_SUPPLIED TEXT:_
.....
The White House will host a meeting about online extremism with an array of tech and internet companies this week after a mass shooting in El Paso, Texas, was linked to an anti-immigrant manifesto posted to a fringe social networking platform.
Friday’s meeting will come days after President Trump blamed the shooting in part on the issue of online radicalization. The suspected 21-year-old shooter in El Paso allegedly posted a racist screed to 8chan shortly before killing 22 people and injuring dozens more last Saturday.
{mosads}”The White House has invited internet and technology companies for a discussion on violent extremism online,” White House spokesman Judd Deere said in a statement.
“The staff-led meeting will take place Friday and include senior administration officials along with representatives of a range of companies,” he said, declining to offer more information on who has been invited.
Trump said on Monday that he ordered the Department of Justice to work closely with social media companies to identify potential mass shooters based on their online footprints. The DOJ did not immediately respond to The Hill’s request for comment on whether it would send an official to the meeting.
.....
_GIVEN MATERIAL:_
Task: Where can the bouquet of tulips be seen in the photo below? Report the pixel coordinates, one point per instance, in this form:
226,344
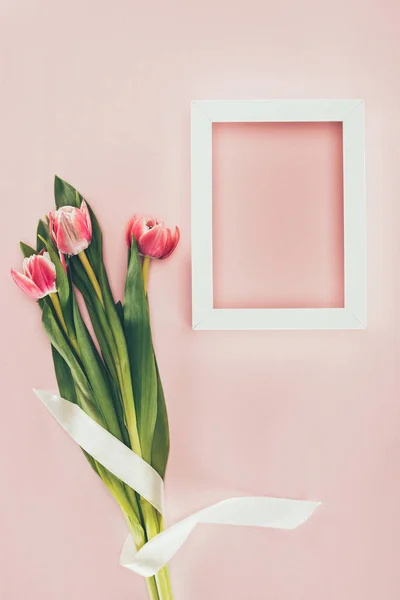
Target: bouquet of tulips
114,378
.....
_GOALS:_
- A) According to the article on the White House meeting about online extremism, which White House spokesman gave the statement about the invitation?
- B) Shorten the paragraph beginning "Friday’s meeting will come days after" in the article on the White House meeting about online extremism, keeping its main facts.

_IN RESPONSE:_
- A) Judd Deere.

- B) Friday's meeting follows President Trump's partial blaming of online radicalization for the shooting. The suspected 21-year-old El Paso shooter allegedly posted a racist screed to 8chan shortly before killing 22 people and injuring dozens more last Saturday.